Pregnant woman to challenge HOV lane ticket
Pregnant woman ticketed in Texas for driving in carpool lane argues unborn baby was a second person 01:43

A pregnant Texas woman who was ticketed for driving in a high-occupancy vehicle (HOV) lane says her unborn baby should count as a second person, citing the Supreme Court's recent overturn of Roe v. Wade. Brandy Bottone told CBS News on Monday that she sees her incident as involving "two people" and plans to fight the ticket in court. 

Bottone, who was 34 weeks pregnant at the time, was on her way to pick up her 6-year-old son on June 29 when she pulled into the two-person HOV lane on the Central Expressway in Dallas. She was stopped at a checkpoint by a Dallas County sheriff's deputy, who asked where her other passenger was. 

Bottone told the Dallas Morning News, which first reported the story, that "one officer kind of brushed me off when I mentioned this is a living child, according to everything that's going on with the overturning of Roe v. Wade. 'So I don't know why you're not seeing that,' I said."

Bottone told CBS News that the deputy told her the rule requires "two persons or people outside the body" to be in the vehicle.

Bottone said she told the deputy that she was "Not trying to make a political stance here, but you understand that this is a baby. It's 34 weeks along, and for sure, she's kicking and it's real life."

The deputy responded "It is, what it is," according to Bottone, and then left. A second deputy then walked over to her, told her what she was being cited for, and printed out the $275 ticket, she said. 

Brandy Bottone spoke to CBS News about getting a ticket recently after driving in the two-person HOV lane. Bottone, who is pregnant, said she considers her baby a second person.  CBS News

Bottone said that the deputy told her the ticket would "probably get dismissed," which annoyed her even further. 

"I was like, wait, you're telling me that you just wrote me a ticket for an HOV citation, and you're telling me that I can get it dismissed, but now ... I have to go to the courthouse, go fight it?" she said. "And it's just, now you're wasting my time."

"I see this as two people," she added. "The signs, if you drive downtown ... says HOV (2). And I was like one, two, we're checkmarked. We're good. And I guess it just didn't fly that day." 

Bottone said she had previously driven in an HOV lane while pregnant with her other two kids, but this was the first time she had been stopped. She also said she used the HOV lane because she feels the other lanes are not the "safest" when traffic is congested. 

"I was trying to get safely to my destination," she said. "And I thought there was two people in my car." 

The Texas penal code recognizes an unborn child as a person, but the state's transportation code doesn't. Still, Bottone will challenge the ticket and has hired legal counsel. 

"We're gonna go next Wednesday, pending I don't go into labor," she told CBS News. "So I really hope I don't."

Extracted information
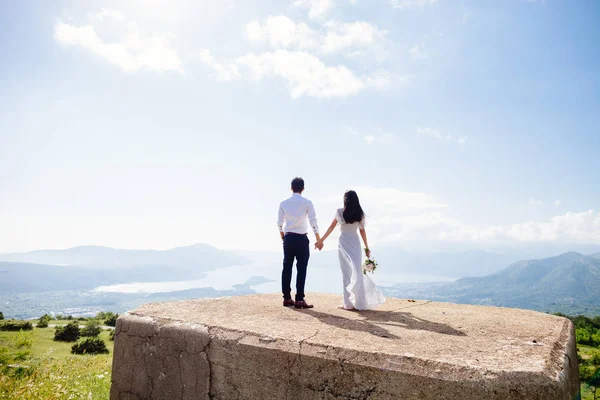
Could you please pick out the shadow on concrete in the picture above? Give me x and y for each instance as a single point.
(372, 322)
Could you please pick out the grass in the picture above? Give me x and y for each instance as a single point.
(586, 353)
(45, 369)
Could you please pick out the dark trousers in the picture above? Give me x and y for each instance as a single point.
(295, 246)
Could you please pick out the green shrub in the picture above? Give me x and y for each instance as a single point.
(110, 319)
(67, 333)
(15, 326)
(5, 356)
(90, 346)
(92, 328)
(43, 321)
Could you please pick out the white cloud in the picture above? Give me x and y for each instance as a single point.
(282, 32)
(224, 72)
(305, 74)
(417, 52)
(583, 227)
(435, 134)
(394, 215)
(341, 36)
(131, 53)
(317, 8)
(408, 4)
(100, 16)
(535, 202)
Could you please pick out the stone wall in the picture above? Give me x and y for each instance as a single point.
(253, 348)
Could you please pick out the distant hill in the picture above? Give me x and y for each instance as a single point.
(200, 256)
(87, 267)
(568, 283)
(448, 264)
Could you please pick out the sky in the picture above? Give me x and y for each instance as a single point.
(154, 124)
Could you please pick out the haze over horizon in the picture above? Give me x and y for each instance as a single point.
(157, 124)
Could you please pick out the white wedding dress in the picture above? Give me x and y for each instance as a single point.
(359, 290)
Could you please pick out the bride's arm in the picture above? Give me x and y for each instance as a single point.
(363, 234)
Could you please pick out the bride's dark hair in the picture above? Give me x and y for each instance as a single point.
(352, 210)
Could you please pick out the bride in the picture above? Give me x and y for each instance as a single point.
(360, 292)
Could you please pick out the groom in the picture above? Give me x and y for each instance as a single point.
(295, 211)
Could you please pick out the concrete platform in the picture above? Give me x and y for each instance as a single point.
(253, 348)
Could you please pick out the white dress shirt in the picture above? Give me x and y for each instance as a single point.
(294, 212)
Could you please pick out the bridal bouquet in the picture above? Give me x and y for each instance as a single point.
(370, 265)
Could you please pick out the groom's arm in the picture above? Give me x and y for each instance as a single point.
(280, 222)
(312, 219)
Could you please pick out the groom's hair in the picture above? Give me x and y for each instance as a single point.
(297, 185)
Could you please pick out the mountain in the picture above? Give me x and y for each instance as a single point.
(568, 283)
(200, 256)
(87, 267)
(447, 264)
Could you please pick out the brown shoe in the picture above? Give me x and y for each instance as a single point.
(303, 304)
(288, 303)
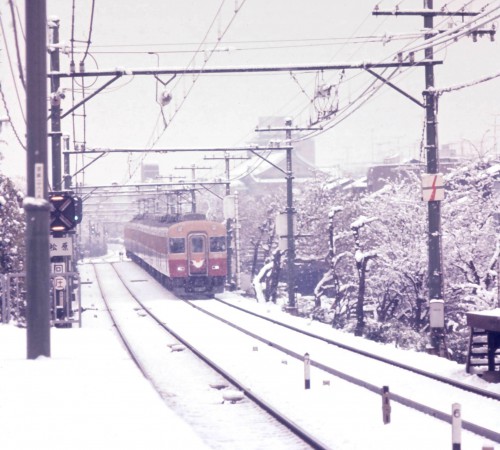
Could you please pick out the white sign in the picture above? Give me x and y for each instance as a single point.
(229, 207)
(60, 246)
(39, 179)
(59, 283)
(432, 187)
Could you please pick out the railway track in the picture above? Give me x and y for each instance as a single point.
(492, 434)
(433, 376)
(296, 352)
(282, 433)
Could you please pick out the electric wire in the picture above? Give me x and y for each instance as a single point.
(9, 60)
(16, 42)
(185, 96)
(16, 134)
(89, 35)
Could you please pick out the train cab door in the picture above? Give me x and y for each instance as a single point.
(198, 254)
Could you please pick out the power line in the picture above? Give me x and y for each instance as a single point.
(4, 101)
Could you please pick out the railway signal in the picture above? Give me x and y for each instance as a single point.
(65, 211)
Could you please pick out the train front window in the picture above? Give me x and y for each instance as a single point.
(218, 244)
(197, 244)
(177, 245)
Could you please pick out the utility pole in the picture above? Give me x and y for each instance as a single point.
(435, 269)
(36, 206)
(55, 104)
(229, 230)
(435, 266)
(290, 210)
(193, 169)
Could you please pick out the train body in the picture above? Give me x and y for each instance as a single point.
(187, 255)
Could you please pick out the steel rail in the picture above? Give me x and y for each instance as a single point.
(121, 335)
(288, 423)
(424, 373)
(466, 425)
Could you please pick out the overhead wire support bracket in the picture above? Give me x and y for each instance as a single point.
(393, 86)
(249, 69)
(85, 100)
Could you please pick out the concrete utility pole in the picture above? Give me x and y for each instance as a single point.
(55, 104)
(435, 266)
(37, 210)
(290, 210)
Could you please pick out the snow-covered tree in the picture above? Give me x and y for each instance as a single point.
(12, 226)
(12, 246)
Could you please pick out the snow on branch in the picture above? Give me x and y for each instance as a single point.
(362, 221)
(359, 256)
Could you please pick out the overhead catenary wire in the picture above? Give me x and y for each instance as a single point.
(16, 134)
(9, 60)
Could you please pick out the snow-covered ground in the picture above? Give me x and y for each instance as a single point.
(89, 395)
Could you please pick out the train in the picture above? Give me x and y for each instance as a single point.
(187, 254)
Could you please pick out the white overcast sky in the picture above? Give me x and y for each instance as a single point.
(223, 110)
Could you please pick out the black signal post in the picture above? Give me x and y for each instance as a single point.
(36, 205)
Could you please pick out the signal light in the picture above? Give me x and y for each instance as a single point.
(65, 211)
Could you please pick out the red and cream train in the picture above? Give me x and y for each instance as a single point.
(187, 255)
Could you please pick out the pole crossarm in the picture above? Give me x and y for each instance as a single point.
(188, 185)
(423, 12)
(270, 163)
(85, 100)
(393, 86)
(250, 69)
(173, 150)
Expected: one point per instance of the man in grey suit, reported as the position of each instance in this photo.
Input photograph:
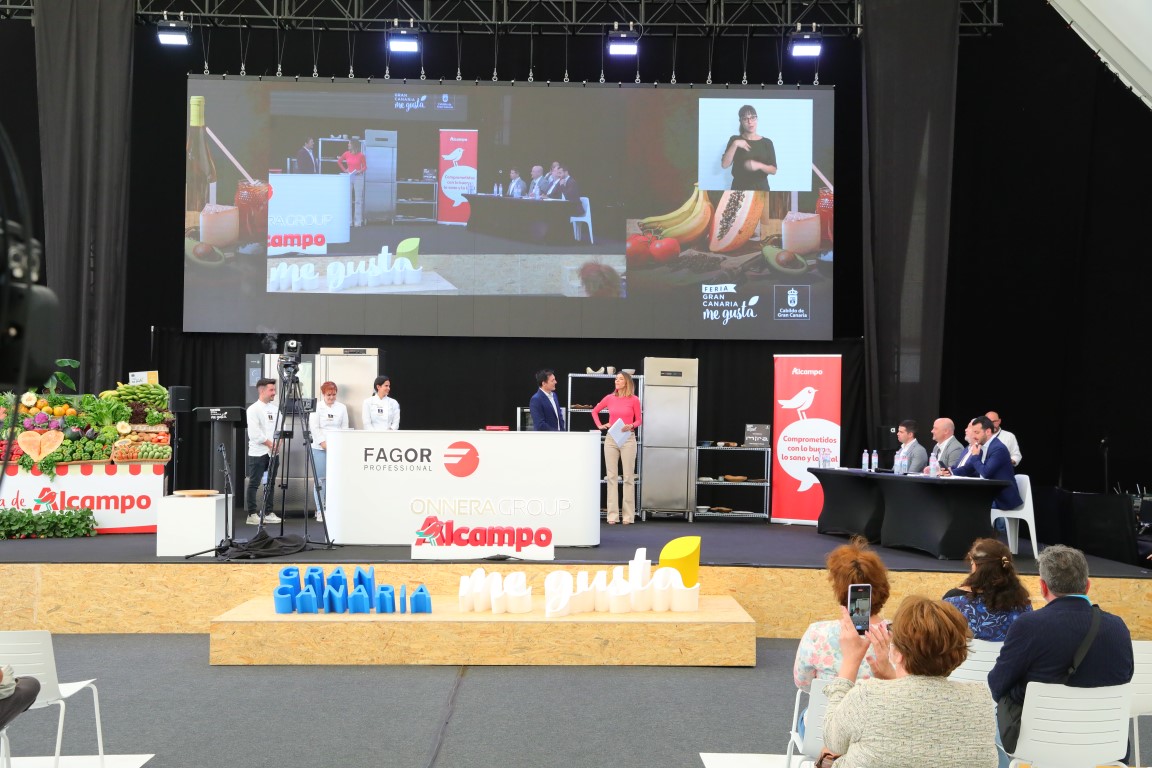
(910, 448)
(947, 449)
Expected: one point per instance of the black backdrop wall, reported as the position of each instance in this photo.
(1045, 306)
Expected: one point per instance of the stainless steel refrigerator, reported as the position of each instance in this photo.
(380, 179)
(668, 453)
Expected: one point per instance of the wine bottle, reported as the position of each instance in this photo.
(199, 173)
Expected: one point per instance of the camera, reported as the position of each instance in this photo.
(289, 358)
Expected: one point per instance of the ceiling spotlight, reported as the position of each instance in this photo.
(403, 40)
(621, 43)
(805, 44)
(173, 32)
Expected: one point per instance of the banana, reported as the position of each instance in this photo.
(695, 225)
(674, 218)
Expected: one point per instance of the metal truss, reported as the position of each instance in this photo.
(657, 17)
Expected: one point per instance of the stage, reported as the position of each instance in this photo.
(116, 584)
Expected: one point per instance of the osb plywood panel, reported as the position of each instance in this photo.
(719, 635)
(184, 598)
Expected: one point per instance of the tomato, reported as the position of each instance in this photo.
(665, 249)
(636, 250)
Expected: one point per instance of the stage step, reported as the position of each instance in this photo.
(720, 633)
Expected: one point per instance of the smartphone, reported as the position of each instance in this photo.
(859, 606)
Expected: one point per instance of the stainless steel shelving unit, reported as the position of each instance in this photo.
(638, 381)
(707, 484)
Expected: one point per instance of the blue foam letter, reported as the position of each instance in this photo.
(422, 601)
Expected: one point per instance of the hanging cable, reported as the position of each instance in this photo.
(460, 54)
(712, 45)
(205, 46)
(280, 52)
(748, 42)
(351, 53)
(495, 53)
(601, 59)
(243, 48)
(566, 59)
(316, 55)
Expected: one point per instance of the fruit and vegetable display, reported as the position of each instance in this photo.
(129, 423)
(728, 236)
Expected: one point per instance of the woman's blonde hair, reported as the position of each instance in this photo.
(629, 387)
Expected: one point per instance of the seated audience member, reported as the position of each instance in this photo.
(911, 715)
(910, 448)
(1041, 645)
(818, 654)
(992, 597)
(1005, 436)
(990, 459)
(947, 449)
(16, 694)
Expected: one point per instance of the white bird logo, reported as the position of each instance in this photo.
(801, 401)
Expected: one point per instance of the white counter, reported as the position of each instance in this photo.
(385, 486)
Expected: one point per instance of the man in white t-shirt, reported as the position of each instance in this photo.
(262, 445)
(1005, 436)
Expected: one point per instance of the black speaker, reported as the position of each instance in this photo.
(180, 398)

Description of the task
Rewrite the article about the HOV lane ticket between "The deputy responded" and "ticket, she said.", inclusive, swapping "deputy" for "officer" throughout.

Result of this task
The officer responded "It is, what it is," according to Bottone, and then left. A second officer then walked over to her, told her what she was being cited for, and printed out the $275 ticket, she said.